ABOUT THIS TASK: For each numbered statement, decide whether it agrees with the passage on the Black Death, answering yes or no and quoting the deciding words from the passage. 1. An observer quoted in the passage reports that more than one third of the land in the kingdom was left uncultivated. 2. The writer commenting on Kent says that about half of mankind survived the pest. 3. The other account from Kent says there were enough people to carry the corpses to the grave.

DOCUMENT SECTION:
☆ ☆ ☆ ☆ ☆ ☆ ☆
The land needed working still, but the workers were fewer
and small farmers could not continue. An observer at the time wrote
So great was the deficiency of labourers and workmen of any kind
that more than one third of the land all over the kingdom remained uncultivated.
The labourers and skilled workmen were imbued with such a spirit of
rebellion that neither King, law or justice could curb them. The whole
people for the greater part ever came more depraved, more prone to every
vice, and more inclined than before to evil and wickedness. Some
peasant villagers began to realise they had undreamed of power because
their labour was so sought after. They could ask for wages, or more
wages, or go to some other employer who would treat them better.

Priests died like everyone else - after all they visited
the dying and buried the dead. Commenting on the particularly serious
effect of the Black Death in this area of Kent, one writer comments
In 1348 arrived the common death of all people and by this pest
barely one third of mankind were left alive. Then also there was such
a scarcity and dearth of priests that the parish churches remained almost
unserved, and beneficed parsons, for fear of death left the care of
the benefices, not knowing where to go. In another contemporary
account, again in Kent, we read This mortality swept away so vast
a multitude of both sexes that none could be found to carry the corpses
to the grave. Men and women bare their own offspring on their shoulders
to the church and cast them into a common pit. From these there proceeded
so great a stench that hardly anybody dared to cross the cemeteries.
☆ ☆ ☆ ☆ ☆ ☆ ☆
Data drawn from a collection:
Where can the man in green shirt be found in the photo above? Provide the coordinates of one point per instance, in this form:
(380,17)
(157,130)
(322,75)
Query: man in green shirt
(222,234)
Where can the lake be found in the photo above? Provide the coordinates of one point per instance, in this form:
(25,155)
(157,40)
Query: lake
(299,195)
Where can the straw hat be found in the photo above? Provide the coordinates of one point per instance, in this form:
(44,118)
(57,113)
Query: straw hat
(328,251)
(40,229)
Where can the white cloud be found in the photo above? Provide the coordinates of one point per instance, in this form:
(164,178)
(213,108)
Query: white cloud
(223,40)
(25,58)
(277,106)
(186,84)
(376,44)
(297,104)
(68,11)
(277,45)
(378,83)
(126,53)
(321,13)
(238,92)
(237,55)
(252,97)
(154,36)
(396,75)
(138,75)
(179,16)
☆ ☆ ☆ ☆ ☆ ☆ ☆
WRITTEN RESPONSE:
1. Yes: "more than one third of the land all over the kingdom remained uncultivated."
2. No: "barely one third of mankind were left alive."
3. No: "none could be found to carry the corpses to the grave."